Segment Open

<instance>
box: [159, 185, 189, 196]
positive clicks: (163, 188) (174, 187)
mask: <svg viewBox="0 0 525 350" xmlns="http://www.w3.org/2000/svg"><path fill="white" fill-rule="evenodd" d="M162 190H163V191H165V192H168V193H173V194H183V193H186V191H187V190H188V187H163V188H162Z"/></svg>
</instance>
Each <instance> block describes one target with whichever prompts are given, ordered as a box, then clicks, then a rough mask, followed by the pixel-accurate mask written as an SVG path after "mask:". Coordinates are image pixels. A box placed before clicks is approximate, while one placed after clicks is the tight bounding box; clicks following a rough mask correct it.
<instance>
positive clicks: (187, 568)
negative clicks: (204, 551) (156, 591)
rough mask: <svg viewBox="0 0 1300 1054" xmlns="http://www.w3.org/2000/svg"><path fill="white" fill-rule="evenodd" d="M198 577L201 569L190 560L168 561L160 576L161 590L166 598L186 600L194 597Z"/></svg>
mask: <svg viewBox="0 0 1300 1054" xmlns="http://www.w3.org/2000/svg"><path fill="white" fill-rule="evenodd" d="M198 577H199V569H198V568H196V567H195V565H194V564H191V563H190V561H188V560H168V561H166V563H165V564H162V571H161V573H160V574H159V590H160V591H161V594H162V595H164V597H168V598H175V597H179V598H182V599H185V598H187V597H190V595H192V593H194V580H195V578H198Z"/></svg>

Segment Closed

> Problem statement:
Could you set down exactly the lines above, from the one containing "negative clicks: (204, 551) (156, 591)" through the last, including both and nothing else?

> Final answer:
negative clicks: (204, 551) (156, 591)
rough mask: <svg viewBox="0 0 1300 1054" xmlns="http://www.w3.org/2000/svg"><path fill="white" fill-rule="evenodd" d="M198 577L201 569L190 560L168 561L160 576L161 590L166 598L186 600L194 597Z"/></svg>
mask: <svg viewBox="0 0 1300 1054" xmlns="http://www.w3.org/2000/svg"><path fill="white" fill-rule="evenodd" d="M198 577H199V569H198V568H196V567H195V565H194V564H191V563H190V561H188V560H168V561H166V563H165V564H162V571H161V573H160V574H159V590H160V591H161V594H162V595H164V597H168V598H175V597H179V598H182V599H185V598H187V597H190V595H192V593H194V580H195V578H198Z"/></svg>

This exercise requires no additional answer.